[PROBLEM REQUIREMENTS]:
Rescale the data from its first line through the line containing "xmin=0 ymin=143 xmax=43 ymax=257", including both ends and keeping the requests. Multiply every box coordinate in the answers by 1.45 and round each result to a whole number, rounding halves up.

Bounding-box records
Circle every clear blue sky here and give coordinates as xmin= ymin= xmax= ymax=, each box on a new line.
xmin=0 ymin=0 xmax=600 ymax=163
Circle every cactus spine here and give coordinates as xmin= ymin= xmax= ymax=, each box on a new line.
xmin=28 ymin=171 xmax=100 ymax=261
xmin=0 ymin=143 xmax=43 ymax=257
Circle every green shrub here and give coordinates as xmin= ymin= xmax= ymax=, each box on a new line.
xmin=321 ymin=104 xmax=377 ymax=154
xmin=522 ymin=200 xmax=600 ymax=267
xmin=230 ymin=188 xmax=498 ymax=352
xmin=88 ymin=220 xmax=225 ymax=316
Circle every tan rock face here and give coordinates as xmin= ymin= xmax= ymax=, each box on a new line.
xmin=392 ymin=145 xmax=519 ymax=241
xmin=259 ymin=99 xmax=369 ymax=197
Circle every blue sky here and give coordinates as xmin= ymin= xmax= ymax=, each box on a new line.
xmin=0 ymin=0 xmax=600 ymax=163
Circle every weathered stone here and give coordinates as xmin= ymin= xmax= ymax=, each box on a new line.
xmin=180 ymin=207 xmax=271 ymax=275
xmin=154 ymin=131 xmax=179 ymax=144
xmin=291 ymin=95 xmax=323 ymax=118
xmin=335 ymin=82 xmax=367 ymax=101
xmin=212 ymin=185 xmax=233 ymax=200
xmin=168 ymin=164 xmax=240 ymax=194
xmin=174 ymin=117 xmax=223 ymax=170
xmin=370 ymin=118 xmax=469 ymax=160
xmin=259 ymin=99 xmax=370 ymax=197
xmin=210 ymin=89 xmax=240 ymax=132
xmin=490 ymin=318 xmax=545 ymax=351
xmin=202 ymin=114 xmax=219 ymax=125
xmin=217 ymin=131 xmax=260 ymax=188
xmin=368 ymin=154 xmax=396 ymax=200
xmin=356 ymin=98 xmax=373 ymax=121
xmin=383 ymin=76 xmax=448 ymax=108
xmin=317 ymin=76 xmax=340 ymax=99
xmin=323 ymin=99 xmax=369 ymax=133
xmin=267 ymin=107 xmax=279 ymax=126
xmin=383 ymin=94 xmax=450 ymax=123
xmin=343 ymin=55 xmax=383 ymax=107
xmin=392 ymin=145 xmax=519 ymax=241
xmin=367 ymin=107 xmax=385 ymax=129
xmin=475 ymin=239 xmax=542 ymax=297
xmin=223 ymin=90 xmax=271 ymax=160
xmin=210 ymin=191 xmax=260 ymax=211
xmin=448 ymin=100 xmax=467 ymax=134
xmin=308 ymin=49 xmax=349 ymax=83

[TASK SOLUTION]:
Circle every clear blue sky here and give coordinates as xmin= ymin= xmax= ymax=, each box on a new line.
xmin=0 ymin=0 xmax=870 ymax=236
Circle every cactus spine here and give coordinates as xmin= ymin= xmax= ymax=, each box on a new line.
xmin=41 ymin=248 xmax=145 ymax=378
xmin=0 ymin=207 xmax=62 ymax=373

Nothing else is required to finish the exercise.